WRITTEN INSTRUCTION: Turn every line of the listing below into a numbered list, skipping any blank lines. Keep the pictures out of your answer.

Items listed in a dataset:
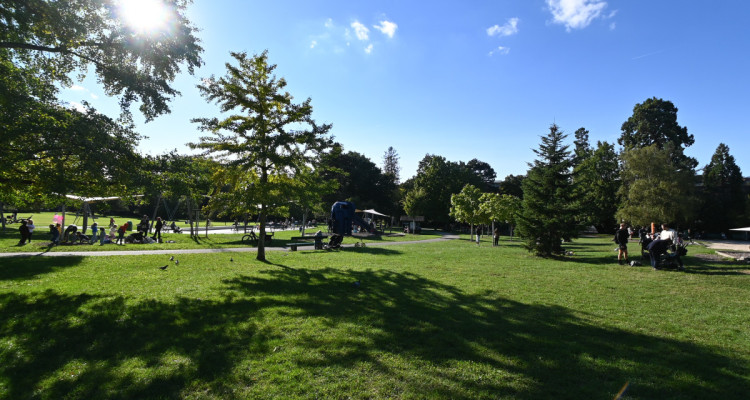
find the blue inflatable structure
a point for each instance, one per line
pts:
(342, 218)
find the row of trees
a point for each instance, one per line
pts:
(267, 155)
(650, 180)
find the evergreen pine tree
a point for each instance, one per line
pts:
(723, 199)
(548, 215)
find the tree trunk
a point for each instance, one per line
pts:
(190, 216)
(304, 221)
(156, 209)
(262, 217)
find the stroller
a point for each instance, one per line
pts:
(671, 258)
(334, 242)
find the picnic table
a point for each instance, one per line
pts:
(252, 237)
(317, 241)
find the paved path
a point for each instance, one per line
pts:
(199, 251)
(736, 245)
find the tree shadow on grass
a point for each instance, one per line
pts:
(31, 266)
(446, 343)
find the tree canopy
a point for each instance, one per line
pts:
(58, 38)
(723, 201)
(654, 122)
(549, 213)
(270, 139)
(654, 189)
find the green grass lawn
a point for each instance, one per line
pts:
(173, 241)
(445, 320)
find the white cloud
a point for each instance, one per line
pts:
(77, 106)
(387, 28)
(500, 50)
(510, 28)
(360, 30)
(576, 14)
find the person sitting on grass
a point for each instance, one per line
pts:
(621, 238)
(121, 234)
(24, 230)
(55, 233)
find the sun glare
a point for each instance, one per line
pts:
(144, 16)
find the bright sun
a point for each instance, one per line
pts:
(144, 16)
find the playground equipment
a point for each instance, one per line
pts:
(342, 218)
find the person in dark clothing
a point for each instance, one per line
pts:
(71, 229)
(656, 248)
(157, 230)
(24, 230)
(621, 238)
(143, 225)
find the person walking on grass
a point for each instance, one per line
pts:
(24, 230)
(621, 238)
(30, 225)
(157, 230)
(121, 233)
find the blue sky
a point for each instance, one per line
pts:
(477, 79)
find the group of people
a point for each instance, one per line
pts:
(115, 235)
(657, 243)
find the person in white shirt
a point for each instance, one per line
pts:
(666, 233)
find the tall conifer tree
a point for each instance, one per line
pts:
(548, 215)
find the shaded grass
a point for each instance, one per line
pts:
(439, 320)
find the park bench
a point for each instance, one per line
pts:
(293, 246)
(252, 237)
(318, 241)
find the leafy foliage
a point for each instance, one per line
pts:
(654, 122)
(50, 149)
(724, 202)
(654, 189)
(360, 181)
(390, 164)
(597, 177)
(466, 206)
(271, 140)
(57, 38)
(549, 214)
(439, 179)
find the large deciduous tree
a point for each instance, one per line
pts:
(55, 39)
(654, 122)
(549, 214)
(654, 189)
(269, 140)
(723, 201)
(390, 164)
(597, 178)
(438, 179)
(466, 207)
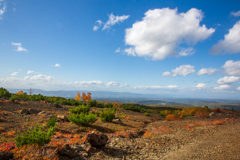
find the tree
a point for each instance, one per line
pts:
(78, 97)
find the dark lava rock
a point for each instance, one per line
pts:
(6, 155)
(97, 139)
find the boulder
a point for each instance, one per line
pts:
(57, 106)
(24, 111)
(62, 118)
(68, 151)
(43, 112)
(6, 155)
(97, 139)
(34, 111)
(117, 120)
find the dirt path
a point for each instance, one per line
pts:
(223, 144)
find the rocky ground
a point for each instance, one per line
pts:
(181, 139)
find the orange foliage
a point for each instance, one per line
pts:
(172, 117)
(78, 97)
(19, 93)
(86, 98)
(201, 114)
(125, 134)
(36, 152)
(156, 131)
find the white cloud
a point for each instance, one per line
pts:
(19, 47)
(57, 65)
(201, 85)
(29, 72)
(232, 68)
(208, 71)
(162, 31)
(117, 50)
(231, 42)
(227, 80)
(130, 51)
(14, 73)
(236, 14)
(157, 87)
(113, 20)
(183, 70)
(98, 24)
(3, 8)
(222, 87)
(167, 74)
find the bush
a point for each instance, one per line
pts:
(35, 136)
(82, 118)
(80, 109)
(93, 103)
(108, 105)
(147, 114)
(172, 117)
(51, 122)
(13, 97)
(100, 105)
(131, 107)
(108, 115)
(4, 92)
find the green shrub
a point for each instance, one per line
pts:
(35, 136)
(108, 105)
(13, 97)
(51, 122)
(80, 109)
(108, 115)
(147, 114)
(93, 103)
(131, 107)
(4, 92)
(100, 105)
(82, 118)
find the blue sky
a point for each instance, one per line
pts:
(183, 48)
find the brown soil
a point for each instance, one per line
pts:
(202, 142)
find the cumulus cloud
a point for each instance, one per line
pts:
(19, 47)
(227, 80)
(222, 87)
(162, 31)
(232, 68)
(113, 20)
(201, 85)
(29, 72)
(208, 71)
(44, 81)
(97, 25)
(3, 8)
(157, 87)
(236, 14)
(183, 70)
(14, 73)
(231, 42)
(117, 50)
(57, 65)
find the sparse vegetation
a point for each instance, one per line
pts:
(108, 114)
(82, 118)
(80, 109)
(37, 135)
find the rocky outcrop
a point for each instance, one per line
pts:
(97, 139)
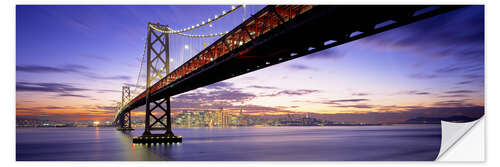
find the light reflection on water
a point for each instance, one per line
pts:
(408, 142)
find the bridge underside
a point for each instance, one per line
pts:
(320, 28)
(317, 29)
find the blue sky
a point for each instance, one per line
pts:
(71, 62)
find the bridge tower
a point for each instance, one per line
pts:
(125, 120)
(158, 66)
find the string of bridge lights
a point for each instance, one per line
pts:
(203, 23)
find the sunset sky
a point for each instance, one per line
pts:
(71, 62)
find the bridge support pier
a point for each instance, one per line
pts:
(161, 122)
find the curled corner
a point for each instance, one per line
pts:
(452, 132)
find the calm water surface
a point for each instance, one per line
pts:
(401, 142)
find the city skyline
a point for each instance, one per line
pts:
(396, 75)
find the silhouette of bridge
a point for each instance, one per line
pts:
(275, 34)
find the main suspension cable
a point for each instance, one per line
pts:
(203, 23)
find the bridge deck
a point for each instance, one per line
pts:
(277, 34)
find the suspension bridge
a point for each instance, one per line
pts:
(274, 34)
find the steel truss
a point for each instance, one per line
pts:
(158, 64)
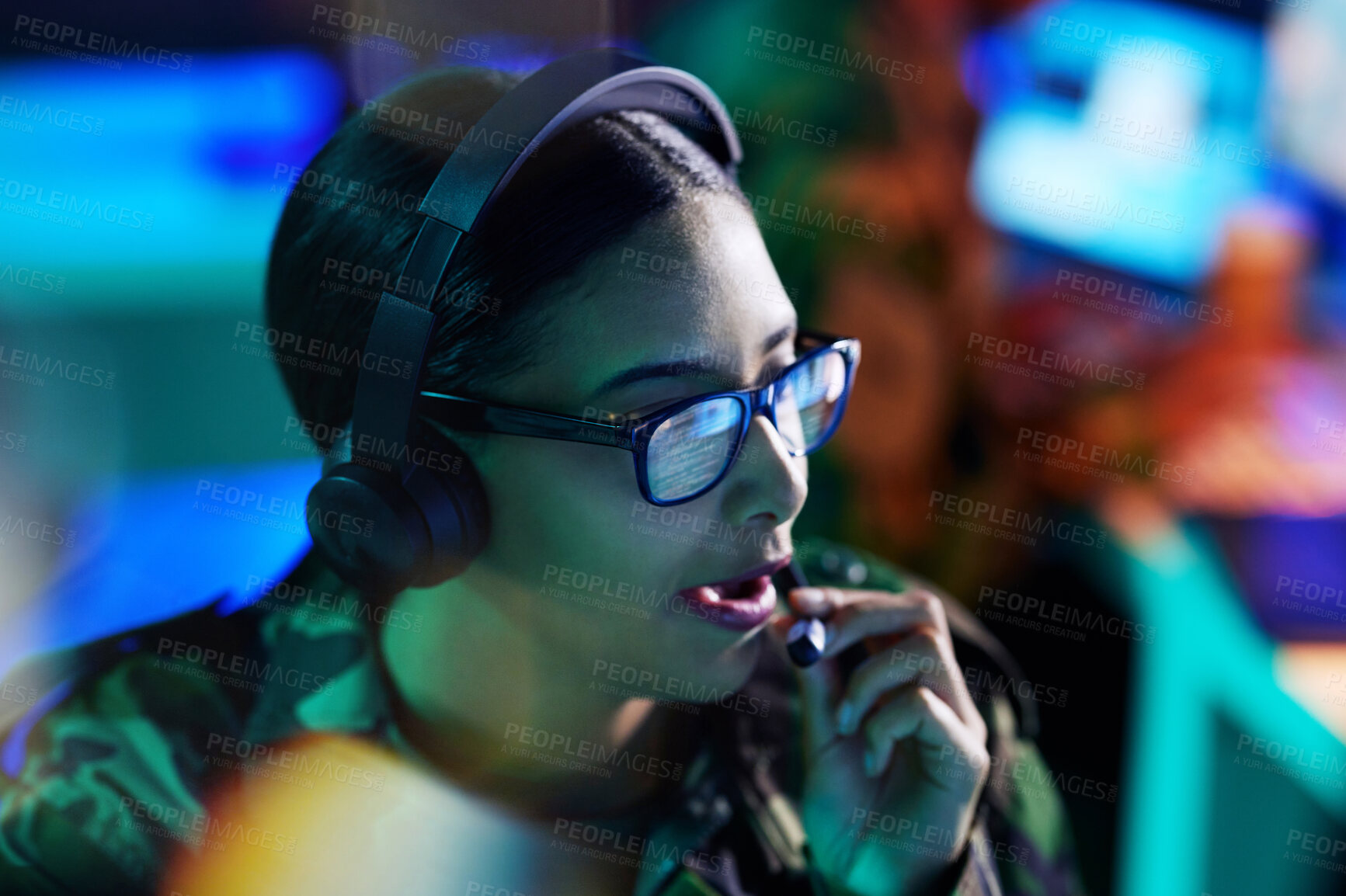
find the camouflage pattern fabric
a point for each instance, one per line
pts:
(108, 760)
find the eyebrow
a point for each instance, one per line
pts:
(676, 369)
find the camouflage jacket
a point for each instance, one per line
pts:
(106, 763)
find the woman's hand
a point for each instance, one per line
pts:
(896, 756)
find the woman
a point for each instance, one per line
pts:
(600, 703)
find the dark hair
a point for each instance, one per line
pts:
(354, 205)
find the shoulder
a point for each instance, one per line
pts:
(106, 762)
(1024, 832)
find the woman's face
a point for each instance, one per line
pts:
(578, 565)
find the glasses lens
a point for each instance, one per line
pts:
(690, 448)
(808, 401)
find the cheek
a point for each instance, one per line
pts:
(564, 503)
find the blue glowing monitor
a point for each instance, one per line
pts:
(1120, 132)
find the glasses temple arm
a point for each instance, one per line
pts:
(478, 416)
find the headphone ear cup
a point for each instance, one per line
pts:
(367, 528)
(453, 502)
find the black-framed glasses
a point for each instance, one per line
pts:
(685, 448)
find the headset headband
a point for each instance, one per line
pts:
(565, 92)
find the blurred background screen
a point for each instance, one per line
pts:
(1153, 194)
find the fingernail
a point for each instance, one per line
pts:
(846, 717)
(811, 598)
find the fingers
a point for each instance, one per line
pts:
(938, 732)
(920, 657)
(855, 615)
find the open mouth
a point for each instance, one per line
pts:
(741, 603)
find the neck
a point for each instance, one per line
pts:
(489, 700)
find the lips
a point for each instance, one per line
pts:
(741, 603)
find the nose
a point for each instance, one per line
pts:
(766, 486)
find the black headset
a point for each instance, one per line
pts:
(381, 521)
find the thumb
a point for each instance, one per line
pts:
(820, 690)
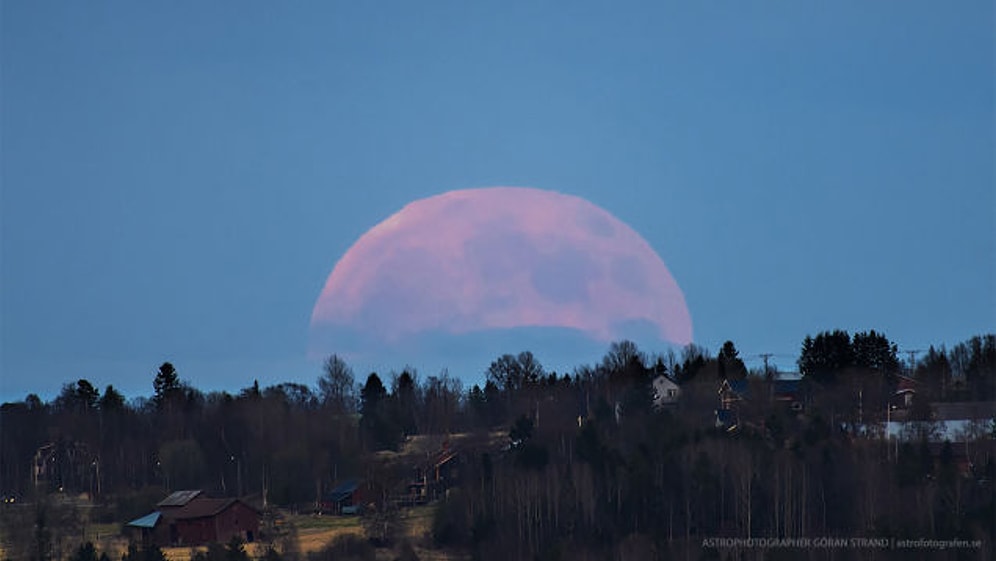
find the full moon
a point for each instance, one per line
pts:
(497, 258)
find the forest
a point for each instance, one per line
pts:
(589, 464)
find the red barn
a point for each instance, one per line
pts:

WRITTEN RESPONSE:
1. find the blue inflatable structure
2. a point for each instance, one per line
3. pts:
4. (342, 218)
5. find the row of trees
6. a point for each instance, one per line
7. pts:
8. (267, 155)
9. (650, 180)
10. find the evergreen pine tree
11. a point for each instance, one per line
12. pts:
13. (723, 199)
14. (548, 215)
15. find the tree trunk
16. a point for each instance, one per line
17. pts:
18. (190, 216)
19. (304, 221)
20. (156, 209)
21. (262, 217)
22. find the stroller
23. a point for each instance, one per line
24. pts:
25. (671, 258)
26. (334, 242)
27. find the picnic table
28. a point for each instance, one per line
29. pts:
30. (252, 237)
31. (317, 241)
32. find the paved path
33. a point for each instance, one per line
34. pts:
35. (199, 251)
36. (736, 245)
37. find the tree shadow on grass
38. a point for each instance, one per line
39. pts:
40. (31, 266)
41. (446, 343)
42. find the tree canopy
43. a point for each instance, one per line
44. pts:
45. (58, 38)
46. (723, 201)
47. (654, 122)
48. (549, 213)
49. (270, 139)
50. (654, 189)
51. find the green grass lawn
52. a point for each instance, one per line
53. pts:
54. (173, 241)
55. (445, 320)
56. find the white cloud
57. a point for each instance, one per line
58. pts:
59. (77, 106)
60. (387, 28)
61. (500, 50)
62. (510, 28)
63. (360, 30)
64. (576, 14)
65. find the person sitting on grass
66. a point for each instance, one per line
67. pts:
68. (621, 238)
69. (121, 234)
70. (24, 230)
71. (55, 233)
72. find the sun glare
73. a point for each instance, one per line
74. pts:
75. (144, 16)
76. find the bright sun
77. a point for each instance, one per line
78. pts:
79. (144, 16)
80. find the playground equipment
81. a point for each instance, one per line
82. pts:
83. (342, 218)
84. find the person in dark clothing
85. a point for each instance, one per line
86. pts:
87. (71, 229)
88. (656, 248)
89. (157, 230)
90. (24, 230)
91. (621, 238)
92. (143, 225)
93. find the person walking on grass
94. a point for each instance, one per line
95. pts:
96. (24, 230)
97. (621, 238)
98. (30, 225)
99. (157, 230)
100. (121, 233)
101. find the blue sky
102. a point for each instance, one per line
103. pts:
104. (477, 79)
105. find the group of people
106. a point for each instance, one per line
107. pts:
108. (115, 235)
109. (657, 243)
110. find the person in white shirt
111. a point for each instance, one per line
112. pts:
113. (666, 233)
114. find the tall conifer tree
115. a point for each instance, one per line
116. pts:
117. (548, 215)
118. find the shaded grass
119. a point for each instance, one per line
120. pts:
121. (439, 320)
122. find the park bench
123. a point for each instance, one per line
124. pts:
125. (293, 246)
126. (252, 237)
127. (318, 241)
128. find the leafy foliage
129. a point for each instance, one per line
130. pts:
131. (654, 122)
132. (50, 149)
133. (724, 202)
134. (654, 189)
135. (360, 181)
136. (390, 164)
137. (597, 177)
138. (466, 206)
139. (271, 140)
140. (57, 38)
141. (549, 214)
142. (439, 179)
143. find the large deciduous tree
144. a point for each instance, one per line
145. pts:
146. (55, 39)
147. (654, 122)
148. (549, 214)
149. (654, 189)
150. (269, 140)
151. (723, 201)
152. (390, 164)
153. (597, 178)
154. (438, 179)
155. (466, 207)
156. find the tree
157. a point for each instance, one per line
158. pts:
159. (78, 97)
160. find the dark lava rock
161. a point for each instance, one per line
162. pts:
163. (6, 155)
164. (97, 139)
165. find the boulder
166. a point for each instance, one per line
167. pts:
168. (57, 106)
169. (24, 111)
170. (62, 118)
171. (68, 151)
172. (43, 112)
173. (6, 155)
174. (97, 139)
175. (34, 111)
176. (117, 120)
177. find the dirt path
178. a point for each instance, one per line
179. pts:
180. (223, 144)
181. find the rocky ground
182. a point for each instance, one per line
183. pts:
184. (181, 139)
185. find the orange foliage
186. a point for each instance, one per line
187. pts:
188. (172, 117)
189. (78, 97)
190. (19, 93)
191. (86, 98)
192. (201, 114)
193. (125, 134)
194. (36, 152)
195. (156, 131)
196. find the white cloud
197. a point for each instance, one per line
198. pts:
199. (19, 47)
200. (57, 65)
201. (201, 85)
202. (29, 72)
203. (232, 68)
204. (208, 71)
205. (162, 31)
206. (117, 50)
207. (231, 42)
208. (227, 80)
209. (130, 51)
210. (14, 73)
211. (236, 14)
212. (157, 87)
213. (113, 20)
214. (183, 70)
215. (98, 24)
216. (3, 8)
217. (222, 87)
218. (167, 74)
219. find the bush
220. a point for each instance, one per line
221. pts:
222. (35, 136)
223. (82, 118)
224. (80, 109)
225. (93, 103)
226. (108, 105)
227. (147, 114)
228. (172, 117)
229. (51, 122)
230. (13, 97)
231. (100, 105)
232. (131, 107)
233. (108, 115)
234. (4, 92)
235. find the green shrub
236. a point for each instance, one per line
237. pts:
238. (35, 136)
239. (108, 105)
240. (13, 97)
241. (51, 122)
242. (80, 109)
243. (108, 115)
244. (147, 114)
245. (93, 103)
246. (131, 107)
247. (4, 92)
248. (100, 105)
249. (82, 118)
250. find the blue sky
251. a point for each instance, one per line
252. pts:
253. (183, 48)
254. find the brown soil
255. a point for each instance, one per line
256. pts:
257. (202, 142)
258. find the cumulus cloud
259. a point for each instance, one per line
260. pts:
261. (19, 47)
262. (227, 80)
263. (222, 87)
264. (162, 31)
265. (232, 68)
266. (113, 20)
267. (201, 85)
268. (29, 72)
269. (208, 71)
270. (44, 81)
271. (97, 25)
272. (3, 8)
273. (157, 87)
274. (236, 14)
275. (183, 70)
276. (14, 73)
277. (231, 42)
278. (117, 50)
279. (57, 65)
280. find the sparse vegetation
281. a point for each instance, one per line
282. pts:
283. (108, 114)
284. (82, 118)
285. (80, 109)
286. (37, 135)
287. find the rocky outcrop
288. a point for each instance, one per line
289. pts:
290. (97, 139)
291. find the light reflection on water
292. a point for each instance, one per line
293. pts:
294. (408, 142)
295. find the bridge underside
296. a point for each instance, one per line
297. pts:
298. (320, 28)
299. (317, 29)
300. find the blue sky
301. a point for each instance, one per line
302. pts:
303. (71, 62)
304. find the bridge tower
305. a point for each instance, one per line
306. pts:
307. (125, 120)
308. (158, 66)
309. find the string of bridge lights
310. a point for each instance, one per line
311. pts:
312. (203, 23)
313. find the sunset sky
314. a point for each instance, one per line
315. pts:
316. (71, 62)
317. find the bridge support pier
318. a point for each instance, one per line
319. pts:
320. (161, 122)
321. find the curled corner
322. a point for each instance, one per line
323. pts:
324. (452, 132)
325. find the calm water surface
326. a point for each instance, one per line
327. pts:
328. (401, 142)
329. find the city skyline
330. a point for each instance, one per line
331. pts:
332. (396, 75)
333. find the silhouette of bridge
334. a point for each instance, one per line
335. pts:
336. (275, 34)
337. find the main suspension cable
338. a point for each instance, one per line
339. pts:
340. (203, 23)
341. find the bridge deck
342. a point for each instance, one per line
343. pts:
344. (277, 34)
345. find the suspension bridge
346. a point for each instance, one per line
347. pts:
348. (274, 34)
349. find the steel truss
350. a point for each instance, one per line
351. pts:
352. (158, 64)
353. find the camouflage pattern fabric
354. a point for each instance, one per line
355. pts:
356. (108, 760)
357. find the eyebrow
358. a point for each instance, one per line
359. pts:
360. (676, 369)
361. find the camouflage jacket
362. a point for each instance, one per line
363. pts:
364. (106, 763)
365. find the woman's hand
366. a point for each instance, one per line
367. pts:
368. (896, 756)
369. find the woman
370. a point for each instance, one per line
371. pts:
372. (600, 703)
373. find the dark hair
374. a point for each instance, one per line
375. pts:
376. (354, 205)
377. find the shoulder
378. a point for each instance, one per line
379. pts:
380. (106, 762)
381. (1024, 832)
382. find the woman's face
383. a point for each instance, one per line
384. pts:
385. (578, 565)
386. find the glasses lens
387. a point for each instance, one per line
388. pts:
389. (690, 448)
390. (808, 401)
391. find the cheek
392. a point for each instance, one per line
393. pts:
394. (564, 503)
395. find the blue glowing monitor
396. a point for each instance, one per line
397. pts:
398. (1120, 132)
399. find the glasses temple arm
400. a point for each instance, one per line
401. pts:
402. (478, 416)
403. find the headphone ear cup
404. a point for each instance, one per line
405. pts:
406. (367, 528)
407. (453, 502)
408. find the black-framed glasses
409. a point for each instance, one per line
410. pts:
411. (685, 448)
412. find the headset headband
413. a point for each instance, one per line
414. pts:
415. (565, 92)
416. find the blurred background screen
417. a point for each instance, one per line
418. pts:
419. (1153, 194)
420. find the fingernail
421. a point for each instance, one per line
422. pts:
423. (846, 717)
424. (811, 598)
425. find the fingers
426. a point for each instance, one per line
427. pts:
428. (938, 732)
429. (920, 657)
430. (855, 615)
431. find the open mouth
432. a point for each instance, one per line
433. pts:
434. (741, 603)
435. find the neck
436. a point for each instance, one per line
437. pts:
438. (489, 700)
439. find the lips
440. a point for each instance, one per line
441. pts:
442. (741, 603)
443. find the nose
444. a point for each instance, one per line
445. pts:
446. (766, 486)
447. find the black headset
448. a point for each instance, one per line
449. pts:
450. (381, 521)
451. find the thumb
452. a point for each instance, one per line
453. pts:
454. (820, 690)
455. find the full moon
456. a point for each instance, one per line
457. pts:
458. (497, 258)
459. find the forest
460. a point for each instance, one per line
461. pts:
462. (589, 464)
463. find the red barn
464. a point for each instance, one per line
465. pts:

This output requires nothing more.